** Data extract follows **

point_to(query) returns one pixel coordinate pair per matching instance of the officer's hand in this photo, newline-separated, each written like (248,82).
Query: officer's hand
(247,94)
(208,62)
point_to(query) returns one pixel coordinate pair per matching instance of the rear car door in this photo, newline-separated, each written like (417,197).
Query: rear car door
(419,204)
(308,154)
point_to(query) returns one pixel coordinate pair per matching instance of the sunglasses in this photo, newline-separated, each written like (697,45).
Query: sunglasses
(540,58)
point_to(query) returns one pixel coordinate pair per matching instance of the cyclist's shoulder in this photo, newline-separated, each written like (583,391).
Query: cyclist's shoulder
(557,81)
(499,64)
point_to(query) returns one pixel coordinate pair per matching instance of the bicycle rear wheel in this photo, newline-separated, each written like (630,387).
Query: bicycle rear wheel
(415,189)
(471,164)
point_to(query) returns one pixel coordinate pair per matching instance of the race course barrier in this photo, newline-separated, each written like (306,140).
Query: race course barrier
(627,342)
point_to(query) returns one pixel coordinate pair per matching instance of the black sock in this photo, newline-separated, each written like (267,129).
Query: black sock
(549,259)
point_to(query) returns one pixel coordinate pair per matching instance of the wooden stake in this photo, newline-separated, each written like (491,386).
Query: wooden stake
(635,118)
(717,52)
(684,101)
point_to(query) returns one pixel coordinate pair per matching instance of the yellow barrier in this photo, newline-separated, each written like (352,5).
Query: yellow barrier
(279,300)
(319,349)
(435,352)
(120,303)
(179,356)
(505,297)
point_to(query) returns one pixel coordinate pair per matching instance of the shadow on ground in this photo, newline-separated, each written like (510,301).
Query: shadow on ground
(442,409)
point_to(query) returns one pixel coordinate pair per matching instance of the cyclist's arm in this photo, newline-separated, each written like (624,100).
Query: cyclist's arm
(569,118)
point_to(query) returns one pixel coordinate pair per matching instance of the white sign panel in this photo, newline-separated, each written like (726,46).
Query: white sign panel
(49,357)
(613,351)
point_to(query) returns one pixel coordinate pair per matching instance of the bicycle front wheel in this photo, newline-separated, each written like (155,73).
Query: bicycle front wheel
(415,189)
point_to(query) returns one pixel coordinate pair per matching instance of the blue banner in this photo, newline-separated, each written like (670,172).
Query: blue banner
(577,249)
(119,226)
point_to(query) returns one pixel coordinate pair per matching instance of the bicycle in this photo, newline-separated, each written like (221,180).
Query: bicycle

** End of Data extract **

▶ Exercise
The whole listing should be restated word for word.

▶ Answer to this exercise
point_to(query) returns one pixel coordinate pair per matching instance of the officer's hand in this photo, newline-separated, each written like (248,82).
Query: officer's hand
(247,94)
(208,62)
point_to(query) returns one pixel coordinate pair per matching instance of the rear car door in this photo, newline-separated, each written like (417,197).
Query: rear car door
(419,204)
(308,154)
point_to(query) returns one pixel coordinate pair per matching instance of the sunglasses in this photo, newline-separated, each written like (697,45).
Query: sunglasses
(540,58)
point_to(query) returns one pixel coordinate pair per matching instance of the cyclist's shoulder in this photo, newline-separated, each written like (583,391).
Query: cyclist's shoulder
(557,81)
(499,64)
point_to(query) returns one pixel coordinate pair per matching instance of the bicycle rear wheel in this photo, newline-separated, each written like (630,387).
Query: bicycle rear wheel
(415,189)
(471,164)
point_to(query) returns one pixel coordinate pair per matching instance of the race course barrier in this photo, newline-separated, each written like (306,140).
Query: race course barrier
(627,342)
point_to(query) returns one pixel coordinate pair per matching instance of the black sock in this photo, newline-separated, each written like (267,129).
Query: black sock
(549,259)
point_to(query) returns one pixel coordinate pair per matching instance of the wooden stake in this photo, newline-separated, each written like (491,386).
Query: wooden stake
(635,118)
(717,52)
(684,101)
point_to(query) returns one pixel coordinate pair per matching instance of the yellow barrier in this photo, newline-separated, each written like (352,5).
Query: yellow barrier
(279,300)
(319,349)
(435,352)
(120,303)
(179,356)
(505,297)
point_to(query) returns one pixel coordinate pair per matching instance of the shadow on ground in this photo, newline-separated, each written like (510,301).
Query: shadow on ground
(442,409)
point_to(query) returns one pixel coordinate pair per matching instance of the cyclist's arm in this photo, newline-separated, each written like (624,100).
Query: cyclist's arm
(569,118)
point_to(query) returns one pixel coordinate pair per matching instance of the white sign panel in this photo, newline-separated, each written like (726,46).
Query: white sign panel
(49,357)
(613,351)
point_to(query) returns one pixel coordinate pair per matching instance of the bicycle front wheel in this photo, newline-separated, each written like (155,73).
Query: bicycle front wheel
(415,189)
point_to(query) returns one pixel coordinate pair per matching instance of the blue banner in this photo, newline-separated, each written like (670,172).
Query: blue banner
(577,249)
(119,226)
point_to(query) returns one pixel coordinate pair per matching instance of the bicycle in this photo, newline-separated, each written like (221,180).
Query: bicycle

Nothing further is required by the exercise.